━━ PAGE EXCERPT

They turned part of their home into an aviary,
adjusting their entire working and social lives
around the needs of their birds.
By assuming responsibility for the tiny
featherless sparrow chick, Chester unwittingly
set himself free from the confines of a
conventional, inhibited existence, and became,
in Zen terms, a source of love and comfort to
all around him.
Scientistic dogmatists have a rigid
antagonism toward acknowledging human-like
emotions in other sentient beings. Provoking
such idealogues to reach for their smelling
salts, Chester draws some startling conclusions
about the personality (avianality?) of his little
friend, describing moods, cognitive reasoning,
and behavior which leaves little doubt that the
humble sparrow is a “riot of sophisticated
emotions.”
When Chester describes his bereavement at
the death of his sparrow in terms appropriate to
that of a member of the family, Descartes would
turn in his grave and Raimond Gaita, whose book
The Philosopher’s Dog is reviewed on page 20,
would reach for the thesaurus and fumble for
synonyms to words like “sentimental” and
“polemical.” Unashamedly anthropomorphic,
Chester simply tells it as he saw it.
Chester’s actions in regard to B raise
crisply the distinction between animal welfare
and the animal rights philosophy. From a welfare
point of view Chester cannot be faulted. He
acted as a Good Samaritan in rescuing the
moribund chick. Thereafter, he gave B a life of
security, comfort and love in surroundings as
spacious as were practicable. So what if B was
deprived of his freedom?
But the animal rightist asks: Was it
morally right to place B under house arrest for
all ten years of his life?
It boils down to this: do we accept the
animal welfare position which allows us to use
animals for our own selfish needs, so long as we
do so humanely, or do we grant sparrows “equal
inherent value” and therefore refrain from
treating them like our property. In short, are
we content with bigger cages, or do we want
empty cages?

━━━━

● DIRECTIONS FOR THIS TASK: Decide whether each statement below agrees with the sparrow excerpt, answering yes or no and quoting the words of the excerpt that settle it. 1. B lived for ten years. 2. Raimond Gaita's book is reviewed on page 12. 3. From a welfare point of view, Chester's conduct can be faulted.

━━ LISTED ENTRIES

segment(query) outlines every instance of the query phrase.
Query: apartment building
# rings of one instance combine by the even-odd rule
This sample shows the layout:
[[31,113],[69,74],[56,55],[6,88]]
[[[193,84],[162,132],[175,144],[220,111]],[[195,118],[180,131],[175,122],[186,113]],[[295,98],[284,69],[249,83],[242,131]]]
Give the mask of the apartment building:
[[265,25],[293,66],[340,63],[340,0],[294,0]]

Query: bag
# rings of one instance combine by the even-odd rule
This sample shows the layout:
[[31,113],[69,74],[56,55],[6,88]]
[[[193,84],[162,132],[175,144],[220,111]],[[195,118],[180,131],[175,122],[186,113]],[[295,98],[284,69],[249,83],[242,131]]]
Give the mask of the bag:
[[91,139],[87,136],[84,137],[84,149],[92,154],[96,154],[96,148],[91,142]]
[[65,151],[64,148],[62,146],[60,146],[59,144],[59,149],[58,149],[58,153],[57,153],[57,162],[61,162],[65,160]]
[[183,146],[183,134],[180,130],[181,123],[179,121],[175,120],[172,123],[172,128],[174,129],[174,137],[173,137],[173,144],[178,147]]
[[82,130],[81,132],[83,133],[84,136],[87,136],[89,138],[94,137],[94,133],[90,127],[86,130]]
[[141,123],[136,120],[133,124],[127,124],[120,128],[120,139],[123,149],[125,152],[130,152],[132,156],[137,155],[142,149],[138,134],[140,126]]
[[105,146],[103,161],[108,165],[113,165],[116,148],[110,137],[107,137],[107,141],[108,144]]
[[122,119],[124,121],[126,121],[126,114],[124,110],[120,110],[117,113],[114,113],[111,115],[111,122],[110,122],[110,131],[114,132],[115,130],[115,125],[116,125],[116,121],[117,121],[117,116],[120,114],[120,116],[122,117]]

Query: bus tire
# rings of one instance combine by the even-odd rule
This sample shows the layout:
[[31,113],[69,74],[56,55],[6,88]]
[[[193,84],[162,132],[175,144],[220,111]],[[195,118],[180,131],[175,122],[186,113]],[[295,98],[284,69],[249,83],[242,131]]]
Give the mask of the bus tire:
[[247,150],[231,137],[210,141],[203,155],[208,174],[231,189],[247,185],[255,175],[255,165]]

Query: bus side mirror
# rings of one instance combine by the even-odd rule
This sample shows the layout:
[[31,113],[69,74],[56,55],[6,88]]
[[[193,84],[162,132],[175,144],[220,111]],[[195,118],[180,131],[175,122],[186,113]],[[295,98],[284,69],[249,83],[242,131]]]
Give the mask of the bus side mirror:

━━━━

● RESPONSE FOR THIS EXERCISE:
1. Yes: "all ten years of his life"
2. No: "The Philosopher’s Dog is reviewed on page 20"
3. No: "From a welfare point of view Chester cannot be faulted."